# The Neo-Gothic coal mine (Belgium)



## ~Slyv~ (May 7, 2009)

I finally took some time to process a few photos from this location. A classic among the classics.

They are called *Hasard collieries*, in Cheratte, Belgium. In French "Les Charbonnages du Hasard de Cheratte".

Dating back from the 1860's, closed since 30 years, this location is now ruined, raped, fucked up, being probably the most touristic place ever. 

The Belgian Byberry.

Still, it remains photogenic and has and incredible atmosphere.
_
Photos taken between 2002 and 2009._


The full set is here: http://www.forbidden-places.net/urban-exploration-hasard-collieries-cheratte

Cheers, SlyV


----------



## night crawler (May 8, 2009)

Like it, something I doubt you would find over here that easy.


----------



## BigLoada (May 8, 2009)

Wow mate that has gotta be the coolest colliery I have seen! Beautiful design, very differemt to the functional classic yellow- brick pit buildings from Northumberland. Lovely photography too


----------



## graybags (May 8, 2009)

*Wow*

Beautiful pictures, almost post apocalyptic in feel !

Keep 'em coming please

G


----------



## UrbanX (May 8, 2009)

I saw this on NursePaynes site and it looks amazing. You've done an absolutely fantastic job of photographing it too!


----------



## RedDave (May 8, 2009)

~Slyv~ said:


> Dating back from the 1860's, closed since 30 years, this location is now ruined, raped, fucked up, being probably the most touristic place ever.



But there's still so much to see, and it's one of the "must see" places. And I must go back, as I missed so much of the site on my last visit, no thanks to a group of chavs who discombobulated me.

Wish I'd gone there while I actually lived in Liege ten years back. Cheratte's a short bus ride away from the town centre.

Nice pictures you took. I've had a look around your web site before.

Those adits: did you take any safety equipment, e.g. a canary? I'm thinking of bad air. I went into one but didn't go very far along it.


----------



## Trinpaul (May 8, 2009)

It looks more like a cathedral than a coal mine  but it has the same sort of imposing presence. Some of the internal shots reminds me of Alcatraz..........I don't know why  such a shame to see such a magnificent site not only fall apart but also be vandalised.


----------



## Foxylady (May 8, 2009)

Great to see Hasard and your photos again, Slyv...excellent pics as always. 
I voted for you, btw...but didn't bother replying that I had. Lol. How's it going?


----------



## ~Slyv~ (May 8, 2009)

RedDave said:


> Those adits: did you take any safety equipment, e.g. a canary? I'm thinking of bad air. I went into one but didn't go very far along it.



ME nither. Mines are not my cup of tea (are we on a uk forum or not ).
BUT my friend went to the end, with a couple of detectors. Lots of CO ,and so on. See it here:





Foxylady said:


> I voted for you, btw...but didn't bother replying that I had. Lol. How's it going?



Good good, I'm first now, but its really close. Dont give up, *VOTE* for me


----------



## Sabtr (May 8, 2009)

This place is great. A mix between a cathedral and a coal mine - I never thought that could be done but hey! 

Although it is obviously wrecked there seems to be quite a few trinkets and treasures left to see. Would love to see this place (and many more!).

Thanks for posting.


----------



## havoc (May 8, 2009)

Simply superb!


----------



## Badoosh (May 8, 2009)

What a fantabulous looking place! Awesome pics, thanks for posting.


----------



## lilli (May 8, 2009)

Loved this place  I heard that it might be going soon ... Is there any truth to that?


----------



## RedDave (May 9, 2009)

lilli said:


> Loved this place  I heard that it might be going soon ... Is there any truth to that?



That would be tragic: it should be a monument protégé.


----------

## Short exercise a:
In the forum thread about the Belgian coal mine, between which years were the photos taken?
The forum thread and the rows below it have no connection to each other.

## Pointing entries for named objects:
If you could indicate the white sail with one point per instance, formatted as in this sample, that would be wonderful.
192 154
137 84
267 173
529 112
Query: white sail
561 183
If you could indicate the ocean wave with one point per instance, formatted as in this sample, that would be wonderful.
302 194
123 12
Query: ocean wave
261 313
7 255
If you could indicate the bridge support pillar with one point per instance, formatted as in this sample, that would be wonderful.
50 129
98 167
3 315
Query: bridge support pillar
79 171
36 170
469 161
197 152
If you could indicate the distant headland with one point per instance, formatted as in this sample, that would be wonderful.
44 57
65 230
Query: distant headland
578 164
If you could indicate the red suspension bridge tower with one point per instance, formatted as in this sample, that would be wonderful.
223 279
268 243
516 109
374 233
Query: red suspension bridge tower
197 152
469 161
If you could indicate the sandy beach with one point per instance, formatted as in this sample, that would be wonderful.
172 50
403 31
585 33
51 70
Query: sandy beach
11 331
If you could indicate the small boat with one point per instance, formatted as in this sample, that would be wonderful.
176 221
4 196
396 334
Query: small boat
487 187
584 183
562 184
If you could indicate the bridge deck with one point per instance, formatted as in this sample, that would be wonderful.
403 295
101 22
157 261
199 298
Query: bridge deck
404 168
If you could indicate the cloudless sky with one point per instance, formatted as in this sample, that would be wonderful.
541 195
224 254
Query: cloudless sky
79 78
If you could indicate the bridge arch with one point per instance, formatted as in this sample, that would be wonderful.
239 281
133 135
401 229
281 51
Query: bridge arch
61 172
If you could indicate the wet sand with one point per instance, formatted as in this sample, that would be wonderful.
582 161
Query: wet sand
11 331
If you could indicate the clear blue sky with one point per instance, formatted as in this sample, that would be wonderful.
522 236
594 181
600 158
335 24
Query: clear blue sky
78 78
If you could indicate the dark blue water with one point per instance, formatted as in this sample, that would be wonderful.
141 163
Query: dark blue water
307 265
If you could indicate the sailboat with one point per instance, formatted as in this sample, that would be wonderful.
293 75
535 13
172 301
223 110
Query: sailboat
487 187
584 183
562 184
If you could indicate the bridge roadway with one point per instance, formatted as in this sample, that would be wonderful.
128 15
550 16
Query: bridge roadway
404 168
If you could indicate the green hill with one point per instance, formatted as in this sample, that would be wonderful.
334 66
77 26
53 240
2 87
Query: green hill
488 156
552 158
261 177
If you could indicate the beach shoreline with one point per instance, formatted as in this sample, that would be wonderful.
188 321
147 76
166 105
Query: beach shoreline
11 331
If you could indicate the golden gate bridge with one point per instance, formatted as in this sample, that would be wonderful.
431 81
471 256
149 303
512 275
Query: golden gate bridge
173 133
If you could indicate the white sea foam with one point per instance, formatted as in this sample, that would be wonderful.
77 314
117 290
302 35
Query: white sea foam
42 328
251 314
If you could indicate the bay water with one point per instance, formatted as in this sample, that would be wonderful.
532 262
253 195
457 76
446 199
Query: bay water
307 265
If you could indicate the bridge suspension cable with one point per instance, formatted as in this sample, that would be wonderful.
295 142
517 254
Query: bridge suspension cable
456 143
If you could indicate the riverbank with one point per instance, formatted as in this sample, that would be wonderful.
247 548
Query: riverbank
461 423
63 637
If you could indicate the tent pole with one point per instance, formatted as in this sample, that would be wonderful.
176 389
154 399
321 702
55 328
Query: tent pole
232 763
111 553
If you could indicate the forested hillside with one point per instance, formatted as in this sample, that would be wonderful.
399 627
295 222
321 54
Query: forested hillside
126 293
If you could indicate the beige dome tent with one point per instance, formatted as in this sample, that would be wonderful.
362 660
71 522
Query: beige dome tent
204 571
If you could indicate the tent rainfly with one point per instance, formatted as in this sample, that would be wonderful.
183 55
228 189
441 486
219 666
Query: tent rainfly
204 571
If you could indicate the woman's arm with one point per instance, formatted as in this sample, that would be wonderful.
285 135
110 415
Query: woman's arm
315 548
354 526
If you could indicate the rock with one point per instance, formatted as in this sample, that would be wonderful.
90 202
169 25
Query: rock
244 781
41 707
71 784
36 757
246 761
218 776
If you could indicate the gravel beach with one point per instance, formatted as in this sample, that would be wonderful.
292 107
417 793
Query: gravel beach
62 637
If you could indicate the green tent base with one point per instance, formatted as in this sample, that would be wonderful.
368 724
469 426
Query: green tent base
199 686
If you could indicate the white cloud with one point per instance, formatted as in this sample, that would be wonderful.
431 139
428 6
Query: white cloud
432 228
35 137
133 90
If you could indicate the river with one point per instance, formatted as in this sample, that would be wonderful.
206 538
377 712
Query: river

## Short exercise b:
Rewrite the rows from the line containing "If you could indicate the gravel" through the last row, inclusive, requests included. Multiply every point coordinate in the answers by 0.65 and round to whole numbers, with halves rounding up.

## Task solution a:
Between 2002 and 2009.

## Task solution b:
If you could indicate the gravel beach with one point per instance, formatted as in this sample, that would be wonderful.
292 107
417 793
Query: gravel beach
40 414
If you could indicate the green tent base with one point per instance, formatted as in this sample, that would be wonderful.
368 724
469 426
Query: green tent base
129 446
If you could indicate the white cloud with one point per instance, formatted as in this sample, that would be wonderful.
431 139
428 6
Query: white cloud
281 148
23 89
86 59
If you could indicate the river with one point per instance, formatted as in this sample, that would be wonderful.
206 538
377 712
Query: river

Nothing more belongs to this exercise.